§ Passage:
• • • •

The third such ordinance in a year is expected to be introduced Tuesday at a meeting of the Kenai Peninsula Borough Assembly, the Peninsula Clarion reported.
Policy currently allows invocations from members of religious organizations that have established local presences and regular meetings. Chaplains serving organizations like fire departments and hospitals can also give invocations.
Assembly member Willy Dunne is sponsoring the ordinance to nix the invocation altogether.
"Many residents of the borough have requested that invocations at assembly meetings be eliminated," he wrote in a memo. "Ending the practice of invocations will save the borough taxpayers money and reduce divisiveness in our community. It is expected that assembly members can find ways to have their spiritual needs met outside of public meetings. I’ve heard overwhelmingly that people would rather not have an invocation or have a moment of silence than to have a religious prayer."

• • • •

(Collected data)
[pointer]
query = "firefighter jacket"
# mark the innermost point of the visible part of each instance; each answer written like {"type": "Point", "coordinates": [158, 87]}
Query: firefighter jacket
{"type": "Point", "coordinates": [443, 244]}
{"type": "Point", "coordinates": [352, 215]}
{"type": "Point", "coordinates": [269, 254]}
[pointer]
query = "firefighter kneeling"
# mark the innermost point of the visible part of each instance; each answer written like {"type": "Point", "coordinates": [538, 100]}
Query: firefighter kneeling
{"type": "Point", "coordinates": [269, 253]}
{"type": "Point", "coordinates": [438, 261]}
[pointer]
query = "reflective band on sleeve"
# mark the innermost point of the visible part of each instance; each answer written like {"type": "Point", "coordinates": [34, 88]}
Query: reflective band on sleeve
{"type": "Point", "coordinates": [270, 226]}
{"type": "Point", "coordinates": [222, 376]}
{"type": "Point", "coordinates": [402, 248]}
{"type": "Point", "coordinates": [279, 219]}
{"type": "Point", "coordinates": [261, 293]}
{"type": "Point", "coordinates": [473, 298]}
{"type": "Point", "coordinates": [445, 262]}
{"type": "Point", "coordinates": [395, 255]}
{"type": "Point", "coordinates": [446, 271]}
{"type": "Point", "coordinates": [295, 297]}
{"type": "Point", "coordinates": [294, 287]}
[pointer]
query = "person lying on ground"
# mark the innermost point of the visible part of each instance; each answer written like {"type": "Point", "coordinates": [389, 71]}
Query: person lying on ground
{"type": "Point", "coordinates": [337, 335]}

• • • •

§ Exercise requirements:
**A.** Retype the article on the borough assembly invocations, everything from "Policy currently allows" down to "also give invocations.".
**B.** Continue the article about ending invocations at Kenai Peninsula Borough Assembly meetings from where it stops.
None of this data is needed for the work here.

§ Per-task answers:
**A.**
Policy currently allows invocations from members of religious organizations that have established local presences and regular meetings. Chaplains serving organizations like fire departments and hospitals can also give invocations.

**B.**
The American Civil Liberties Union of Alaska is challenging the current policy in federal court on behalf of two residents who say the rules are discriminatory.
Dunne said he decided to reintroduce the measure to see if the new assembly approves it this time.
"I know that it had been offered for introduction in the past, but because we will have two new members on Feb. 14, we have a new makeup of the assembly to see if the new members are open to introducing it," he said. "I think instead of debating the ordinance on its merit, what I would hope would be that we can debate whether or not the public has the right have a public hearing on the ordinance."